* **ACTIVITIES**:
1. Using the article on DNA-testing sites and privacy, answer the following:
(a) How many people does Ancestry report have signed up since 2012?
(b) What organization does Peter Pitts now run?
(c) What post did Pitts formerly hold with the Food and Drug Administration?
2. In the article on DNA-testing sites and privacy, copy verbatim the stretch from "DNA-Testing Sites Pose" through "and family history.".
*** Opening of GIVEN TEXT ***
DNA-Testing Sites Pose Privacy Risk


When it comes to online privacy concerns, Google and Facebook get most of the attention.  But another growing online industry may pose an even bigger privacy threat--genealogy.  DNA-testing sites likeAncestry have exploded in popularity in recent years, with Ancestry reporting more than 5 million people signing up since 2012.  Ancestry customers submit a saliva sample to Ancestry, which is then tested to determine things like ethnic heritage and family history. 

While the desire to learn about the background of ourselves and our family is understandable, it is also fraught with concerns about where that DNA data goes and who ultimately ends up with it.  "If you're concerned about people stealing your social security number off the internet, this is identity theft at the molecular level," says Peter Pitts, former associate commissioner with the Food and Drug Administration.  He tells KTRH that there is a real threat your DNA info could fall into the wrong hands.  "(Thieves) could blackmail you," he says.  "They could say listen, we've seen your genetic data that you're predisposed to develop Alzheimer's Disease, how'd you like us to tell your employer about that?"

Ancestry insists it has stringent security protocols to prevent any such data leaks or hacks.  But Pitts, who now runs the Center for Medicine in the Public Interest, says it's not just the primary company you have to worry about.  "The various companies--23 and Me, Ancestry and so forth--they are reselling your genetic information to pharmaceutical companies and academic institutions," he says.  "While one company may have a fabulous security system that can't be hacked, the people they do business with may not be quite as robust, and there's a real danger of having information fall through the cracks."

Ancestry does allow customers to delete their accounts and have all of their info destroyed, but only if users specifically request such action through a complicated process.  Pitts suggests making it less complicated.  "Right at the bottom of the page where it says I ACCEPT the various terms and conditions, there should be another button that says 'Please Destroy My Genetic Information Once You've Sent Me My Report'---so that people have the option right there in front of them," he says.
*** Close of GIVEN TEXT ***
*** Opening of RECORD EXTRACTS ***
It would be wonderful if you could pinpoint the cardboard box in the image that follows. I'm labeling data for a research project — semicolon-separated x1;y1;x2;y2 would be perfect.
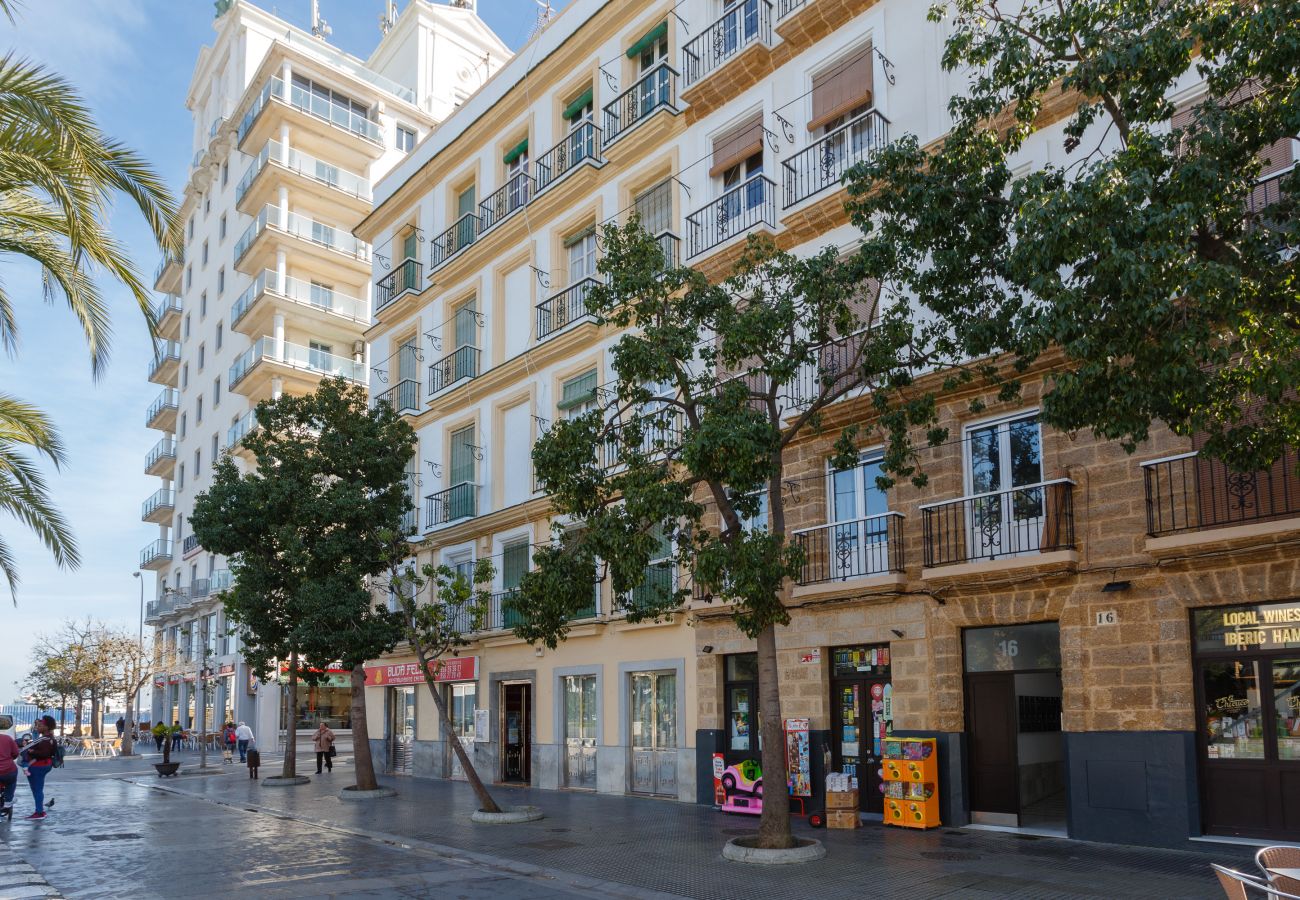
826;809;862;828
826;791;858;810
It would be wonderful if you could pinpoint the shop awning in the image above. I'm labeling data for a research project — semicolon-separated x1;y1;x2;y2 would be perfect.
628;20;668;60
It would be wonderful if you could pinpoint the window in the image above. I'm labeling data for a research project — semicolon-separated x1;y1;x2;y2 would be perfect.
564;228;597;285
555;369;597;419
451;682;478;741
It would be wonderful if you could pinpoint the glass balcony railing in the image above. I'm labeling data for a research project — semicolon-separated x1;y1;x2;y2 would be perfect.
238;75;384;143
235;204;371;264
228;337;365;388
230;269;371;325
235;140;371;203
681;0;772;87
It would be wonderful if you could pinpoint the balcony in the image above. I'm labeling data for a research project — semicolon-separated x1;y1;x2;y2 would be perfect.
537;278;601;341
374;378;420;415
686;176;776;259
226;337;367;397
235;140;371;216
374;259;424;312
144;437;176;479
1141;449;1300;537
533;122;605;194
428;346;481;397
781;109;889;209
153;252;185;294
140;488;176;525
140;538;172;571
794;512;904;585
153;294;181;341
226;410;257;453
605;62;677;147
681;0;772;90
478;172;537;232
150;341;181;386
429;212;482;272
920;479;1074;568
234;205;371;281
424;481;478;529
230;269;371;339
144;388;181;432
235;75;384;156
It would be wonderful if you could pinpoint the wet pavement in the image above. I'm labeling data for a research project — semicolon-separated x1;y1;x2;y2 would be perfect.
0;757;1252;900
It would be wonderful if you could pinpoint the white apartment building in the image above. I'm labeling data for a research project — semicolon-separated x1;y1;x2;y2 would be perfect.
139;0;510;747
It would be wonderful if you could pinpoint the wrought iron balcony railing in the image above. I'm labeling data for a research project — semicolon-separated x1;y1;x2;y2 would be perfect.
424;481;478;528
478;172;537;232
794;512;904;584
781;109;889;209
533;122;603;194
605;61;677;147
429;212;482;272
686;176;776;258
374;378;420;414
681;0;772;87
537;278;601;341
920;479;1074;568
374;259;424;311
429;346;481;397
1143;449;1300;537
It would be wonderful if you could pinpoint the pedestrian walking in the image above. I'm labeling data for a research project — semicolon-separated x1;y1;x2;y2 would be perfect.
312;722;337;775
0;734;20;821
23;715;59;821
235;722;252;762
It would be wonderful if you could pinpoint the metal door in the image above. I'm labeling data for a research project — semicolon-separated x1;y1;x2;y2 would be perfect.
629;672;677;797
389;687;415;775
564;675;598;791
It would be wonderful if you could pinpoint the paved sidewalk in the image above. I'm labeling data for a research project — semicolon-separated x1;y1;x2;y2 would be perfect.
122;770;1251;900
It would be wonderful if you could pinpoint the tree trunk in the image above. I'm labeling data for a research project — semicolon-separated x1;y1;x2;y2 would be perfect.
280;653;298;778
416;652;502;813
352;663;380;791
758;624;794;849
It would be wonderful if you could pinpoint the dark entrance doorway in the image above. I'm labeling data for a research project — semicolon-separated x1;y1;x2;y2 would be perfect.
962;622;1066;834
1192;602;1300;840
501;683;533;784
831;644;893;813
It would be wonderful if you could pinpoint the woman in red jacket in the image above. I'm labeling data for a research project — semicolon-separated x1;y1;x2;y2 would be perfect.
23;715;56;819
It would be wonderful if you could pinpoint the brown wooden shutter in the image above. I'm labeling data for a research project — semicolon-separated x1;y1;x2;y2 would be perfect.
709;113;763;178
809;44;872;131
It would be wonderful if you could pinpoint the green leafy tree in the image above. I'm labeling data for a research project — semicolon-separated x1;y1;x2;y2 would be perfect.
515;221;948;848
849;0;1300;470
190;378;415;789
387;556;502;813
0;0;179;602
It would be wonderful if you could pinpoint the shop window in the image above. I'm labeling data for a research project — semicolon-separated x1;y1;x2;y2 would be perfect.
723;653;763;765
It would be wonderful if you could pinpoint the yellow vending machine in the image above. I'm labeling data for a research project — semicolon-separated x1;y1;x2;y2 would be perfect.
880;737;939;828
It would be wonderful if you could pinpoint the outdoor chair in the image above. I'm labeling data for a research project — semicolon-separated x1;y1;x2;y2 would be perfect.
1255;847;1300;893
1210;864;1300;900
*** Close of RECORD EXTRACTS ***
* **ANSWERS TO THE PROBLEMS**:
1.
(a) More than 5 million people.
(b) The Center for Medicine in the Public Interest.
(c) Associate commissioner.

2.
DNA-Testing Sites Pose Privacy Risk


When it comes to online privacy concerns, Google and Facebook get most of the attention.  But another growing online industry may pose an even bigger privacy threat--genealogy.  DNA-testing sites likeAncestry have exploded in popularity in recent years, with Ancestry reporting more than 5 million people signing up since 2012.  Ancestry customers submit a saliva sample to Ancestry, which is then tested to determine things like ethnic heritage and family history.